START EXTRACTED MATERIAL
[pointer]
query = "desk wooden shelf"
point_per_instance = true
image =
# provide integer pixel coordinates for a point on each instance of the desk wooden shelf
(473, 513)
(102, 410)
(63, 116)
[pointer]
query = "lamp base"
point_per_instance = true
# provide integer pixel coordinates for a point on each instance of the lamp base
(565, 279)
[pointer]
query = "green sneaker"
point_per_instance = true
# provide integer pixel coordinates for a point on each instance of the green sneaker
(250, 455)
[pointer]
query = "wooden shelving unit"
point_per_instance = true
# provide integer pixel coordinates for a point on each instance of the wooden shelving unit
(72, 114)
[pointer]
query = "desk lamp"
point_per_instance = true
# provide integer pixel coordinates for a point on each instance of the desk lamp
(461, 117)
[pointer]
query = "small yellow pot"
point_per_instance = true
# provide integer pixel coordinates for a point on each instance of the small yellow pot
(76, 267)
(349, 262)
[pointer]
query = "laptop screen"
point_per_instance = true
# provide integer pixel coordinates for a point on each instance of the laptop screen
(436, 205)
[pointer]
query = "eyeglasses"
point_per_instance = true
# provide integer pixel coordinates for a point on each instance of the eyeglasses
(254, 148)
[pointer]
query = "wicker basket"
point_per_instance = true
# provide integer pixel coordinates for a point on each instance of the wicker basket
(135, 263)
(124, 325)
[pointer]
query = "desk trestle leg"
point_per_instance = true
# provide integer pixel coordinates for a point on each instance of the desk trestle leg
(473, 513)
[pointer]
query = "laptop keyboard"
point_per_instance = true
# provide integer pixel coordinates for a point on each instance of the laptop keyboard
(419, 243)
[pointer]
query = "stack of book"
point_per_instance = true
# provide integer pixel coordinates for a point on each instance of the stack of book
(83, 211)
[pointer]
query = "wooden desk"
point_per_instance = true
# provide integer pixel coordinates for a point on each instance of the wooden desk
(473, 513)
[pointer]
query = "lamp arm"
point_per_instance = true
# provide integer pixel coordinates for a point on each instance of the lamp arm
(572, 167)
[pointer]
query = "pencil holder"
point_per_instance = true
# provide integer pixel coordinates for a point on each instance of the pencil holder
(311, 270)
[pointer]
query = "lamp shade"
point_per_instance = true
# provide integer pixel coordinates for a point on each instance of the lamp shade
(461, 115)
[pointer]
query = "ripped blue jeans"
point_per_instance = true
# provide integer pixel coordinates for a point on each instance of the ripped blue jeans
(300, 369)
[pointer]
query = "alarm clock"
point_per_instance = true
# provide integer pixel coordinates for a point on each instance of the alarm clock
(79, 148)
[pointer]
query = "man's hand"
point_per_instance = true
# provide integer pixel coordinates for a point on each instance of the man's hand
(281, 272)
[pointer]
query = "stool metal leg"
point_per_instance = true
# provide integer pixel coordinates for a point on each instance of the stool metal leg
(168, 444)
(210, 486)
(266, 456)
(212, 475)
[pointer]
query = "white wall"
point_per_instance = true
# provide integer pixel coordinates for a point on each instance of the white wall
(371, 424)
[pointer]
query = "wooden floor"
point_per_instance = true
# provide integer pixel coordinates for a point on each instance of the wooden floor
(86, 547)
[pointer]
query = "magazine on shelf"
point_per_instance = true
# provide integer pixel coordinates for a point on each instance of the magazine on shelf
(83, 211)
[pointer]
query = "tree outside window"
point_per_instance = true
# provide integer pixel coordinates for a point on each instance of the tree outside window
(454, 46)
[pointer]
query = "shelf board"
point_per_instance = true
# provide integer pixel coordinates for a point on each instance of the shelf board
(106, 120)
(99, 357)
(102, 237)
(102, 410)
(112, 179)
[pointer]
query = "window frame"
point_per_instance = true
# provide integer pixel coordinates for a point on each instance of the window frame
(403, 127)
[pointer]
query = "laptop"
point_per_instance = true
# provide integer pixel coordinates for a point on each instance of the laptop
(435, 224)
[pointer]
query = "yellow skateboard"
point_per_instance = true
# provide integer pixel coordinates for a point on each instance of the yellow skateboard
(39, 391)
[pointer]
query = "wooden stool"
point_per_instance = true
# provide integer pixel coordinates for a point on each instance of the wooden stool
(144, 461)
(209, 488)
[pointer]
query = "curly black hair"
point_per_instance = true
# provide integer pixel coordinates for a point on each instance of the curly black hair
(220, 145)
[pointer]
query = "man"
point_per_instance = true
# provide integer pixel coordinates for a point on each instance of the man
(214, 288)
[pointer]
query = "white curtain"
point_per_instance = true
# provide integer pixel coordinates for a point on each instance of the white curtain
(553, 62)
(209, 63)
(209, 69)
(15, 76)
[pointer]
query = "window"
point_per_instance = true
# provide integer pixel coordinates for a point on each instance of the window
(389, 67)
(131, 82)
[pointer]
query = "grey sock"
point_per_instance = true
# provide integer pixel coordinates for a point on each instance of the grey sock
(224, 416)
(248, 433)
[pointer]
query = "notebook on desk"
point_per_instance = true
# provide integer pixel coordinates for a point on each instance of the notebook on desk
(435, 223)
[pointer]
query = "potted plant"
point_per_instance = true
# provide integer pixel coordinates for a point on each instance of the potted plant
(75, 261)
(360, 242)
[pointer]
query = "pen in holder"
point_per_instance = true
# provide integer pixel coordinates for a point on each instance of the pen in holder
END EXTRACTED MATERIAL
[REQUIRED ACTION] Each line shown above needs to be transcribed exactly.

[RESULT]
[pointer]
query = "desk wooden shelf"
point_per_instance = true
image =
# provide integer pixel coordinates for a point on each instance of the desk wooden shelf
(473, 513)
(102, 410)
(63, 116)
[pointer]
query = "lamp base"
point_per_instance = true
# provide integer pixel coordinates for a point on each instance of the lamp base
(565, 279)
[pointer]
query = "green sneaker"
point_per_instance = true
# provide integer pixel coordinates for a point on each instance of the green sneaker
(250, 455)
[pointer]
query = "wooden shelving unit"
point_per_instance = true
# provide integer pixel coordinates for a point on each instance of the wooden shelving unit
(72, 114)
[pointer]
query = "desk lamp"
point_per_instance = true
# provide integer pixel coordinates for a point on each instance of the desk lamp
(461, 117)
[pointer]
query = "small yellow pot"
point_per_instance = true
# provide integer pixel coordinates for a point on each instance of the small yellow pot
(76, 267)
(349, 262)
[pointer]
query = "laptop screen"
point_per_instance = true
# provide integer pixel coordinates for a point on each instance of the laptop screen
(436, 205)
[pointer]
query = "eyeglasses"
point_per_instance = true
# provide integer pixel coordinates for a point on each instance of the eyeglasses
(254, 148)
[pointer]
query = "wicker basket"
point_per_instance = true
# provide integer pixel coordinates for a point on each instance of the wicker basket
(135, 263)
(124, 325)
[pointer]
query = "desk trestle leg"
point_per_instance = true
# provide integer pixel coordinates for a point on each instance of the desk trestle leg
(473, 513)
[pointer]
query = "laptop keyboard"
point_per_instance = true
# provide integer pixel coordinates for a point on each instance of the laptop keyboard
(419, 243)
[pointer]
query = "stack of book"
point_per_instance = true
# provide integer pixel coordinates for a point on each instance of the stack of book
(83, 211)
[pointer]
query = "wooden desk"
point_per_instance = true
# provide integer pixel coordinates for a point on each instance of the wooden desk
(473, 513)
[pointer]
query = "lamp arm"
point_per_instance = true
# provide integer pixel coordinates for a point on each instance of the lamp arm
(572, 167)
[pointer]
query = "pencil holder"
point_per_instance = true
# provide integer pixel coordinates for a point on each instance of the pencil holder
(311, 270)
[pointer]
query = "lamp shade"
point_per_instance = true
# provide integer pixel coordinates for a point on each instance of the lamp shade
(461, 115)
[pointer]
query = "ripped blue jeans"
point_per_instance = true
# provide integer pixel coordinates for a point on each instance of the ripped blue jeans
(300, 369)
[pointer]
query = "alarm clock"
point_per_instance = true
# provide integer pixel coordinates for a point on each instance of the alarm clock
(79, 148)
[pointer]
query = "man's hand"
point_per_instance = true
# provide integer pixel coordinates for a point on each instance of the man's hand
(281, 272)
[pointer]
query = "stool metal leg"
point_per_instance = true
# provide integer pixel coordinates for a point on each instance of the stool metal leg
(168, 444)
(210, 486)
(266, 456)
(212, 475)
[pointer]
query = "white wall"
point_per_instance = true
# provide integer pixel coordinates for a point on each instance of the white wall
(371, 424)
[pointer]
query = "wooden floor"
point_per_instance = true
# provide integer pixel coordinates for a point on each instance of the wooden floor
(86, 547)
[pointer]
query = "magazine on shelf"
point_per_instance = true
# provide integer pixel coordinates for a point on each instance of the magazine on shelf
(83, 211)
[pointer]
query = "tree outside window"
point_per_instance = true
# provide integer pixel coordinates for a point on each instance of the tree outside window
(454, 46)
[pointer]
query = "shelf board"
point_per_instance = true
# provide integer pixel coordinates for a point on each instance of the shelf board
(106, 120)
(99, 357)
(102, 237)
(102, 410)
(112, 179)
[pointer]
query = "window frame"
point_per_instance = true
# provide integer pixel coordinates for a point on each instance of the window frame
(403, 127)
[pointer]
query = "laptop"
point_per_instance = true
# provide integer pixel coordinates for a point on each instance of the laptop
(435, 224)
[pointer]
query = "yellow skateboard"
point_per_instance = true
# provide integer pixel coordinates for a point on each instance of the yellow skateboard
(39, 391)
[pointer]
query = "wooden stool"
point_per_instance = true
# provide integer pixel coordinates for a point on each instance of the wooden stool
(144, 461)
(209, 488)
[pointer]
query = "curly black hair"
point_per_instance = true
# provide integer pixel coordinates for a point on each instance of the curly black hair
(220, 145)
[pointer]
query = "man"
point_per_instance = true
# provide integer pixel coordinates for a point on each instance of the man
(214, 288)
[pointer]
query = "white curtain"
point_per_instance = true
# provide integer pixel coordinates for a point on each instance of the white curtain
(553, 62)
(209, 63)
(209, 69)
(15, 76)
[pointer]
query = "window"
point_per_instance = true
# provide integer pixel coordinates for a point on each instance of the window
(389, 67)
(131, 82)
[pointer]
query = "grey sock"
point_per_instance = true
# provide integer pixel coordinates for a point on each instance of the grey sock
(224, 416)
(248, 433)
[pointer]
query = "notebook on desk"
point_per_instance = true
# provide integer pixel coordinates for a point on each instance of the notebook on desk
(435, 223)
[pointer]
query = "potted plant"
point_per_instance = true
# provide integer pixel coordinates for a point on each instance of the potted plant
(75, 261)
(360, 242)
[pointer]
query = "pen in holder"
point_per_instance = true
# provide integer pixel coordinates for a point on each instance of the pen in holder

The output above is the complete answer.